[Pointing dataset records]
# # #
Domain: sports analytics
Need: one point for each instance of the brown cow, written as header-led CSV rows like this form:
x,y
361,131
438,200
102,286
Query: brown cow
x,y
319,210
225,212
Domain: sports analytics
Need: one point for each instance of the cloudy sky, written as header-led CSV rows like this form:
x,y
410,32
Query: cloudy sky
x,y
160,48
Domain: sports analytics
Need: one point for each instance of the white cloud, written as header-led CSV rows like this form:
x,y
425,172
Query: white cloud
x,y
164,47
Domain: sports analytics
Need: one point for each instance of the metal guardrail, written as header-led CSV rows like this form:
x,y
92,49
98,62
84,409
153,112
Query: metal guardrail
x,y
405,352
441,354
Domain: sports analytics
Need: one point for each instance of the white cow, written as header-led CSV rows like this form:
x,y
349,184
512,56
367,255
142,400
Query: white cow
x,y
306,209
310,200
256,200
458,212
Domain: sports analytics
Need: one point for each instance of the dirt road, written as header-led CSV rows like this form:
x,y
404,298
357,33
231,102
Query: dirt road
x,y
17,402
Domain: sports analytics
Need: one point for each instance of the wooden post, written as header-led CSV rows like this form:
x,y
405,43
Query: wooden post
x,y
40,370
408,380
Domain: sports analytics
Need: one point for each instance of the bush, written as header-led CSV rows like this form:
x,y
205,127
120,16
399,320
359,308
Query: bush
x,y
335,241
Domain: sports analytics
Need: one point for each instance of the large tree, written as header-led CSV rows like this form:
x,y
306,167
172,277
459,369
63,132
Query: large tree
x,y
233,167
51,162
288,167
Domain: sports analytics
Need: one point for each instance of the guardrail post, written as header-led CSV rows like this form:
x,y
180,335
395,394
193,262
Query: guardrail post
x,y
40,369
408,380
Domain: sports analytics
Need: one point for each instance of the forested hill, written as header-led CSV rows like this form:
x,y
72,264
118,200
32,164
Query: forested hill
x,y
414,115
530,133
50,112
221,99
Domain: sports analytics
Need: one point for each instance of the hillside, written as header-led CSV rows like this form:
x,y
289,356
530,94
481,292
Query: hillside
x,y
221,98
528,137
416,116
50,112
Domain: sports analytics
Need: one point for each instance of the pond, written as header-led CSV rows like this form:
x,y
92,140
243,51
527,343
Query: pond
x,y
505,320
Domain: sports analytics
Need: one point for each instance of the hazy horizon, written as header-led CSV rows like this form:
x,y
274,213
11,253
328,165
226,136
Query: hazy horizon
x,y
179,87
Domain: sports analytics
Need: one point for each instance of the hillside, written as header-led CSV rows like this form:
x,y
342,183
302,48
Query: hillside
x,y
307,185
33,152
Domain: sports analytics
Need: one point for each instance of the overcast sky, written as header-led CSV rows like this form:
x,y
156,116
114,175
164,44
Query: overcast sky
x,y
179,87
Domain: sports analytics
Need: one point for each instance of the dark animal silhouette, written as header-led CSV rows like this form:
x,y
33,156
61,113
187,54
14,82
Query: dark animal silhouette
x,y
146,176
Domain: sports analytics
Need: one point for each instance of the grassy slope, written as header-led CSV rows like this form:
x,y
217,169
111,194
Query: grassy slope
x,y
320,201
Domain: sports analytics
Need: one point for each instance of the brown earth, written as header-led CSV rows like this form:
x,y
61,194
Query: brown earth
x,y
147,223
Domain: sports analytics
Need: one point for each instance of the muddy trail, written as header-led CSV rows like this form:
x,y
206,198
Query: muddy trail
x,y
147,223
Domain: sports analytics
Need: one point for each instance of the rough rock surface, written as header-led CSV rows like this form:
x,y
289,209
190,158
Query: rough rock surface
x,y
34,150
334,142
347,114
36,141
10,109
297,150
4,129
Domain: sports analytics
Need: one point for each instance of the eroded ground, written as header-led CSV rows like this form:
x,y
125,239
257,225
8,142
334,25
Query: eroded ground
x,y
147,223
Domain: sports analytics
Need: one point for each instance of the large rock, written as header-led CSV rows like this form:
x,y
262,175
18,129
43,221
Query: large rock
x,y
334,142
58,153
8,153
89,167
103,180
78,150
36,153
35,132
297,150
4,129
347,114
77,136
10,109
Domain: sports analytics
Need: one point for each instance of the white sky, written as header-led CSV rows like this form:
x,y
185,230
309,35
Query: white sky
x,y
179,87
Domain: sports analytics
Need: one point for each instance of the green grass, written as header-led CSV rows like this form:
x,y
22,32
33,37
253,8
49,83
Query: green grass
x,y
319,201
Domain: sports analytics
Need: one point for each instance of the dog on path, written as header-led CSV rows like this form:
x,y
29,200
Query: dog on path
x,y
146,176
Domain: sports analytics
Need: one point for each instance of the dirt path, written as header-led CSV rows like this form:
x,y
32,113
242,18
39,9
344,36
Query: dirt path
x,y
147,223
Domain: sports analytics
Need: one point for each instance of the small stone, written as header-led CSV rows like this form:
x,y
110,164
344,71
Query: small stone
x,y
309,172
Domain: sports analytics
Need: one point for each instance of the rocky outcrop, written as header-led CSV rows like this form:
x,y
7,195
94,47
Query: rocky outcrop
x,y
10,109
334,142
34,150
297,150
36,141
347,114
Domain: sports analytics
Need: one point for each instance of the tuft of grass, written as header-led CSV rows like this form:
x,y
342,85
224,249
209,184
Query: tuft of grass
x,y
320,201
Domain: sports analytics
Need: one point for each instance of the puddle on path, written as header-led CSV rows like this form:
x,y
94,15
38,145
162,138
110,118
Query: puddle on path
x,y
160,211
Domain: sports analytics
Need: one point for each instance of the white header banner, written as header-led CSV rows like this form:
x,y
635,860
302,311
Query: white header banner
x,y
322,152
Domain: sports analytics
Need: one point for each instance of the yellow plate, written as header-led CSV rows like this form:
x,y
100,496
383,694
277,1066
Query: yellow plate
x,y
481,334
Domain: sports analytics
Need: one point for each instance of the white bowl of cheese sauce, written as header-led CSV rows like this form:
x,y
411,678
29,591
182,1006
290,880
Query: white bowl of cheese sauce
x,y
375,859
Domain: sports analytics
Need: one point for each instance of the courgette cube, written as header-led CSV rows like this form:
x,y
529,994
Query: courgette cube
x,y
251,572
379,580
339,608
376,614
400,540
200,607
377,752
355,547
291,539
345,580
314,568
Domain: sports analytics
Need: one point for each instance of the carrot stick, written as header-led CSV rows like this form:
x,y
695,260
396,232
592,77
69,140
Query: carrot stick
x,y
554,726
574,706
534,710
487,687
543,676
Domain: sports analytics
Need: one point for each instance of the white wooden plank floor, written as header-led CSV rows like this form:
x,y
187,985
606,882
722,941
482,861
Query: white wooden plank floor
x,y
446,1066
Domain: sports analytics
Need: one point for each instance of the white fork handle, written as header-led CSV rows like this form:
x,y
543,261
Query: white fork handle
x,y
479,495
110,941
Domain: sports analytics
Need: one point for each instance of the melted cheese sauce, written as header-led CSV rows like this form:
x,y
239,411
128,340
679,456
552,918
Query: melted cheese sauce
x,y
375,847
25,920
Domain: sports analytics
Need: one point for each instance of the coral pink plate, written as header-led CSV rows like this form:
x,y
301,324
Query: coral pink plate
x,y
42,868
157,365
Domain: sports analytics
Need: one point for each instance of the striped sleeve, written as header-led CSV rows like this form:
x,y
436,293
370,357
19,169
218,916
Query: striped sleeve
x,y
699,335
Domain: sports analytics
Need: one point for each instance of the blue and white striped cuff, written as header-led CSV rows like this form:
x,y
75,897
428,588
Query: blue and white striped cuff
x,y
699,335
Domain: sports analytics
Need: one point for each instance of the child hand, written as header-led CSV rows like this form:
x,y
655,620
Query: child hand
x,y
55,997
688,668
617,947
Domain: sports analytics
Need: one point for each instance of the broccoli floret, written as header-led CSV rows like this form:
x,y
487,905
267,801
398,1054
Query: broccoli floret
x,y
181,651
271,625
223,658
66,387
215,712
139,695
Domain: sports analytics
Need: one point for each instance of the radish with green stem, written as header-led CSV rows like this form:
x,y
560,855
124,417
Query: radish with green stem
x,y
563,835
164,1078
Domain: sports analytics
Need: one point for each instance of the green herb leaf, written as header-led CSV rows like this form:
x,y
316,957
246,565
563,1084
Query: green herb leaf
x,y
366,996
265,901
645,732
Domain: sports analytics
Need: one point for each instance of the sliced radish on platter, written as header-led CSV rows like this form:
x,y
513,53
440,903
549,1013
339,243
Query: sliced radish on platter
# # #
Pull out every line in the records above that contains the word "wooden". Case matters.

Task answer:
Need: one point for each instance of the wooden post, written as header-led CSV rows like this form:
Query: wooden post
Need: one point for each instance of the white wooden plank floor, written as header-led CSV rows like this form:
Query: white wooden plank floor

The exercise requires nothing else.